* [WHAT IS BEING ASKED]:
Only the records, exactly as written, belong in the answer; pictures do not.

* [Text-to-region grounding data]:
+-------+

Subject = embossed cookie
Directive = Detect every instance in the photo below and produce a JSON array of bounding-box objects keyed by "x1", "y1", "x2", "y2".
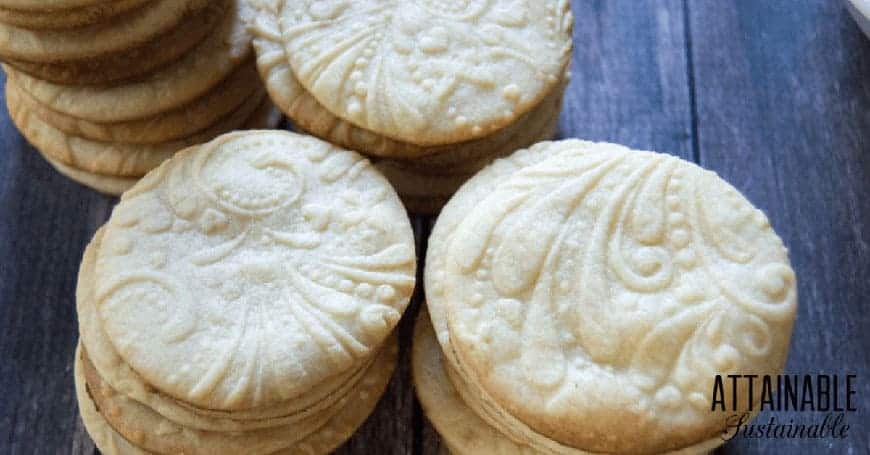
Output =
[
  {"x1": 426, "y1": 140, "x2": 798, "y2": 454},
  {"x1": 252, "y1": 0, "x2": 571, "y2": 145},
  {"x1": 251, "y1": 6, "x2": 570, "y2": 159},
  {"x1": 91, "y1": 130, "x2": 415, "y2": 411},
  {"x1": 78, "y1": 228, "x2": 374, "y2": 432},
  {"x1": 9, "y1": 0, "x2": 254, "y2": 123}
]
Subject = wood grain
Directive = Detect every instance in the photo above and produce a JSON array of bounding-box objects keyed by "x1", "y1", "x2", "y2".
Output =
[
  {"x1": 0, "y1": 1, "x2": 868, "y2": 454},
  {"x1": 687, "y1": 1, "x2": 870, "y2": 452}
]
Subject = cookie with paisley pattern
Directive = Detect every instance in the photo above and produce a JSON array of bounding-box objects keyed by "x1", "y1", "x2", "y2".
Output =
[
  {"x1": 426, "y1": 140, "x2": 798, "y2": 454},
  {"x1": 249, "y1": 0, "x2": 572, "y2": 146},
  {"x1": 91, "y1": 130, "x2": 415, "y2": 411}
]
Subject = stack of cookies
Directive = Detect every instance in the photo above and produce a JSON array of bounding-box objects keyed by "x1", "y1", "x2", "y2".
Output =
[
  {"x1": 2, "y1": 0, "x2": 280, "y2": 195},
  {"x1": 249, "y1": 0, "x2": 574, "y2": 213},
  {"x1": 75, "y1": 131, "x2": 417, "y2": 454},
  {"x1": 417, "y1": 140, "x2": 799, "y2": 454}
]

+-------+

* [TASK OUTPUT]:
Subject = embossed cookie
Directive = Detect every instance in the photo below and produce a JSON array of bounding-box objects keyed by "x1", "y1", "x2", "y2".
Output =
[
  {"x1": 426, "y1": 140, "x2": 798, "y2": 454},
  {"x1": 252, "y1": 0, "x2": 571, "y2": 145},
  {"x1": 251, "y1": 6, "x2": 570, "y2": 159},
  {"x1": 91, "y1": 130, "x2": 415, "y2": 411},
  {"x1": 78, "y1": 228, "x2": 374, "y2": 432},
  {"x1": 9, "y1": 0, "x2": 254, "y2": 123}
]
Subject = wood grain
Directive = Detect every instance in the photo above and produce a JSON array of bounding-box objects keyed by "x1", "y1", "x2", "y2".
Output =
[
  {"x1": 0, "y1": 1, "x2": 868, "y2": 454},
  {"x1": 687, "y1": 1, "x2": 870, "y2": 452}
]
Subject = cookie with paisley pattern
Directive = Detect every instance in the photo above and produce a JSON array of bounding-box objects keyed by "x1", "y1", "x2", "y2".
Output =
[
  {"x1": 426, "y1": 140, "x2": 798, "y2": 454},
  {"x1": 249, "y1": 0, "x2": 572, "y2": 146},
  {"x1": 91, "y1": 130, "x2": 415, "y2": 411}
]
Subject = stack of cookies
Directive = Detect every instance in the photo above and produce a JSON array of bounding-box objects keyed by "x1", "y1", "x2", "y2".
Output =
[
  {"x1": 2, "y1": 0, "x2": 280, "y2": 195},
  {"x1": 249, "y1": 0, "x2": 574, "y2": 213},
  {"x1": 75, "y1": 131, "x2": 417, "y2": 454},
  {"x1": 417, "y1": 140, "x2": 799, "y2": 454}
]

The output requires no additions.